:: WHAT IS NEEDED ::
Your task is to output the data exactly as it stands.

•••

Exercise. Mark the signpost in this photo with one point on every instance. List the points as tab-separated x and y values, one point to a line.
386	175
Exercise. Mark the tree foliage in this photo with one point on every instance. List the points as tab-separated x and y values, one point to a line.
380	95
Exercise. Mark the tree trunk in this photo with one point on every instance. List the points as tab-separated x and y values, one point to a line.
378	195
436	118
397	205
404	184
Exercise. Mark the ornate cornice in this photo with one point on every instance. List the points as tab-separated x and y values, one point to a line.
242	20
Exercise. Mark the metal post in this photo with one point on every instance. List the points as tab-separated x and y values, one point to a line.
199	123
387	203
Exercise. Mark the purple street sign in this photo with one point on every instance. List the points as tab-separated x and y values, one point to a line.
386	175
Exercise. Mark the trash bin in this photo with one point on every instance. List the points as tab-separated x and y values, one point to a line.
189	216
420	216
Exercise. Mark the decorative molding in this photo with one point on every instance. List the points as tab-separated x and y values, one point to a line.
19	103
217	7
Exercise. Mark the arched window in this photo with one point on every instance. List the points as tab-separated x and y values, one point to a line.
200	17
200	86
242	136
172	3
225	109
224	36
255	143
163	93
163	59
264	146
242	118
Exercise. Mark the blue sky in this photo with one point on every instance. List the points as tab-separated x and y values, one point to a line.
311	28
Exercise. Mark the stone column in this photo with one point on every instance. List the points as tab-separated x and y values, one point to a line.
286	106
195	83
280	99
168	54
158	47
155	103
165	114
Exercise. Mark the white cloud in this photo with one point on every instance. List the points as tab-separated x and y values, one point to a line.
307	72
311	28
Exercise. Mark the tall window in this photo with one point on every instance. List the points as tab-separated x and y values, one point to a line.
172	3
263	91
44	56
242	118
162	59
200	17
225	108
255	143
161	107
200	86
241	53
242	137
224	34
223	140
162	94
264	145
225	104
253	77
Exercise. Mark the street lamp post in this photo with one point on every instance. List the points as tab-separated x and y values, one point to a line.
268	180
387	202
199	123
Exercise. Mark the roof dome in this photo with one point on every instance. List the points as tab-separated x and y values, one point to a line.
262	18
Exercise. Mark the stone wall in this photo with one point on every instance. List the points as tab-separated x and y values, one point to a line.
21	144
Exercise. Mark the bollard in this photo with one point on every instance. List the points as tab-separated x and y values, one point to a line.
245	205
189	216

•••

:: OUTPUT ::
Exercise. Mark the signpost in this photo with one point on every instance. List the points as tab-separated x and y values, one point to a line.
386	175
Exercise. Mark the tree foliage in this photo with one point on every instance. List the points as tab-separated x and y values, one point to a line.
380	95
Exercise. Mark the tree trunk in this photo with one point on every instance. List the points as tab-separated x and y values, one point to a line.
378	195
436	118
397	205
404	184
Exercise. Mark the ornate cornice in this photo with one point on every instance. List the points as tab-separated x and y values, one point to a line.
242	20
Exercise. Mark the metal post in this photo with one point on every instance. List the points as tab-separated x and y values, one point to a line.
199	123
387	203
Exercise. Mark the purple street sign in this photo with one point on every instance. List the points as tab-separated x and y values, one point to a line.
386	175
Exercise. Mark the trash bin in this photo with one point on every instance. List the points as tab-separated x and y values, one point to a line.
189	216
420	216
Exercise. Mark the decorative molding in this photo with one point on every instance. List the points as tab-separated x and y values, one point to a line.
19	103
217	7
Exercise. Mark the arched window in this photo with one point on every instance. List the points as tab-separated x and y values, one point to a line.
200	17
200	86
242	136
172	3
225	109
224	36
255	143
163	93
163	59
264	146
242	118
Exercise. Mark the blue sky in this photo with one point on every instance. List the points as tab-separated x and y values, one point to a line.
311	28
Exercise. Mark the stone column in this photo with one point on every instance. List the points as tab-separated x and y values, one point to a line.
286	106
195	83
280	99
168	54
158	47
155	103
165	114
Exercise. Mark the white cloud in this photo with one point on every instance. List the points as tab-separated x and y values, one point to a line.
307	72
311	28
Exercise. Mark the tall window in this photo with one point on every instance. List the points as tab-separated x and y values, one point to a line.
172	3
263	91
44	56
242	118
162	59
200	17
225	108
255	143
161	107
200	86
241	53
242	137
224	34
223	140
162	94
264	145
225	104
253	77
Exercise. Mark the street lamp post in this photo with one point on every instance. List the points as tab-separated x and y values, one point to a line.
268	180
387	202
199	123
Exercise. Mark the roof dome in this photo with one point on every instance. List the points as tab-separated x and y values, one point to a line.
262	18
Exercise. Mark the stone wall in this photo with one point on every instance. List the points as tab-separated x and y values, one point to a line.
21	144
Exercise. Mark the bollard in this photo with one point on every instance. List the points as tab-separated x and y values, one point to a line.
245	205
189	216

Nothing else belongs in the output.